**EXERCISE PROMPT**
Make an exact copy of the listing so that no picture is carried over.

**RECORDS FOR THE EXERCISE**
=== Begin Enclosure ===
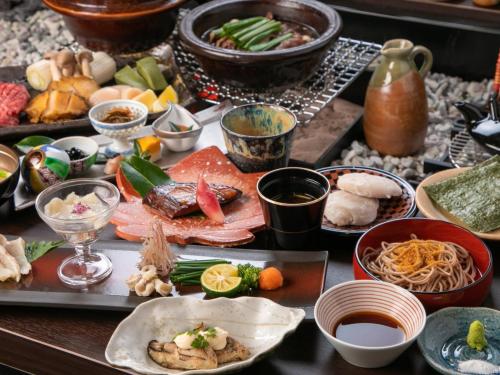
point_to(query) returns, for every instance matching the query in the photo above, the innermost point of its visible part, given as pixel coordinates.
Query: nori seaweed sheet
(473, 197)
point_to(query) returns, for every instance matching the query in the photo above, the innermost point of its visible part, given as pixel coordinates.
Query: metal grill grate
(465, 152)
(344, 62)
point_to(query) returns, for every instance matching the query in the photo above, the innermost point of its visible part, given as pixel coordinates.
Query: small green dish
(443, 341)
(258, 136)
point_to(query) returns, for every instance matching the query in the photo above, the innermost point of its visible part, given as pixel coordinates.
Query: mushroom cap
(49, 55)
(65, 57)
(84, 55)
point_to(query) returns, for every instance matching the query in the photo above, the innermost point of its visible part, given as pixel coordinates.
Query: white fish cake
(344, 208)
(368, 185)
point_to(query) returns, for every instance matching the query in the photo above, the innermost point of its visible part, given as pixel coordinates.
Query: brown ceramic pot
(260, 70)
(396, 113)
(118, 26)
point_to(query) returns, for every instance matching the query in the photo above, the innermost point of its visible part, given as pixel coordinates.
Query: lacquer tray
(304, 273)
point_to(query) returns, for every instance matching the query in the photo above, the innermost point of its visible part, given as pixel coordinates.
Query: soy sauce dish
(370, 323)
(293, 202)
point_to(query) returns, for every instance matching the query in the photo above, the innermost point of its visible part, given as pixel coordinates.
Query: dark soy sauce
(293, 190)
(369, 329)
(293, 197)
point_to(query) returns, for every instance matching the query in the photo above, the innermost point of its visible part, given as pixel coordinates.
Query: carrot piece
(125, 186)
(270, 278)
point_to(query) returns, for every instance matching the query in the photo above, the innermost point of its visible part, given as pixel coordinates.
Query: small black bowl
(261, 70)
(10, 162)
(295, 224)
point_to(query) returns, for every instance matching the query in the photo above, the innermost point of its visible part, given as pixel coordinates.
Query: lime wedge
(221, 280)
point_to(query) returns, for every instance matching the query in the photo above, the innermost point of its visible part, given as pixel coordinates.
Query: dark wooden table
(58, 341)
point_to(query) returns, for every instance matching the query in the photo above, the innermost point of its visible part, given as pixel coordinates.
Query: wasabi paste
(476, 338)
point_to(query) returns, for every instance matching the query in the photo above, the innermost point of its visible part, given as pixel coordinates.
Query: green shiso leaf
(37, 249)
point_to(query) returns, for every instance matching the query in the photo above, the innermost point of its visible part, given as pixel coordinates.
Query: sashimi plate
(389, 209)
(258, 323)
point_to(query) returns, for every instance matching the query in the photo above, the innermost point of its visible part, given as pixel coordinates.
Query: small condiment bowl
(369, 296)
(9, 161)
(258, 136)
(443, 341)
(295, 225)
(173, 140)
(119, 132)
(401, 229)
(87, 145)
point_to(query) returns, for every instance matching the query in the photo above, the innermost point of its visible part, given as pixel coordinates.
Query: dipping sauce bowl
(258, 136)
(293, 201)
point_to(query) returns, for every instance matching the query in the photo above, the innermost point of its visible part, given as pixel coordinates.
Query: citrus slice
=== End Enclosure ===
**ANSWER**
point_to(query) returns, for every instance matching the query in the photo above, the innermost point of its visible part, given as pixel coordinates.
Query: nori seaweed sheet
(473, 197)
point_to(query) returns, for every instance matching the query in the photo above, the innermost point of its visible part, given as pixel coordinates.
Query: metal grill grate
(465, 152)
(344, 62)
point_to(query) returns, for every instance matching the query in the photo above, the innermost point of its visible part, given as pixel coordinates.
Query: small green dish
(443, 341)
(258, 136)
point_to(query) returns, for every instance matching the query in the photo above, the innermost point of its visible part, given as pixel coordinates.
Query: mushroom cap
(49, 55)
(65, 57)
(84, 55)
point_to(query) returns, for every instance matching the query in the photo above, the innermost point of its visible part, given as pixel coordinates.
Query: white fish cake
(344, 208)
(368, 185)
point_to(query) returns, for every instance matching the query in the photo above, the innermost point of its visible part, given as pixel coordinates.
Query: brown ceramic pot
(260, 70)
(396, 113)
(118, 26)
point_to(query) returns, for every instance matching the query in the photo above, the innermost point of its visible part, given as pixel coordinates.
Query: lacquer tray
(304, 273)
point_to(query) returns, for every instance matching the query in the photo above, the innermost point of its visible part, given as pixel coordinates.
Query: soy sauce dish
(370, 323)
(293, 202)
point_to(query) returns, for every instance matching the query in the photo above, the innermost point of its visible part, given as pixel coordinates.
Query: dark soy sauce
(293, 190)
(369, 329)
(293, 197)
point_to(query) returns, for every instance matching the query in the photo above, the innermost point of its visible part, given as pixel coordinates.
Query: carrot piece
(125, 186)
(270, 278)
point_to(query) returns, for every instance matching the query in the photo above, the innermost point of its visible part, given as pixel coordinates.
Query: small black bowl
(261, 70)
(10, 162)
(295, 224)
point_to(query) returns, for every instance matching the query in the photo above, the innermost point of its visible part, given as pixel coordinates.
Query: lime wedge
(221, 280)
point_to(query) returns, for every instance matching the query in the photo above, the innermost point of its visible part, given as pixel coordinates.
Query: dark wooden table
(58, 341)
point_to(query) returns, for every instance matching the query in the photo above, the innermost point of its visible part, given as pixel coordinates.
Query: wasabi paste
(476, 338)
point_to(query) returns, for every instance matching the query in the photo above, the innermost point of its visible part, given as pixel coordinates.
Query: green shiso leaf
(37, 249)
point_to(query) returns, for every instance matching the query in the photo above, the innermost point of its visible part, given as pixel coordinates.
Query: sashimi plate
(389, 209)
(258, 323)
point_to(query) returns, for every instance matching the query in the photo above, the innermost point of its visible part, given as pixel coordinates.
Query: small condiment bowl
(369, 296)
(9, 161)
(258, 136)
(443, 341)
(295, 225)
(173, 140)
(119, 132)
(401, 229)
(87, 145)
point_to(query) returns, for every instance matching the query in the photo above, the innermost point of its visible part, given as pixel coordinates.
Query: dipping sauce bowl
(258, 136)
(293, 201)
point_to(query) returns, for every instance matching the query in the photo above, the innermost point of its visible part, given as pixel coordinates.
Query: citrus slice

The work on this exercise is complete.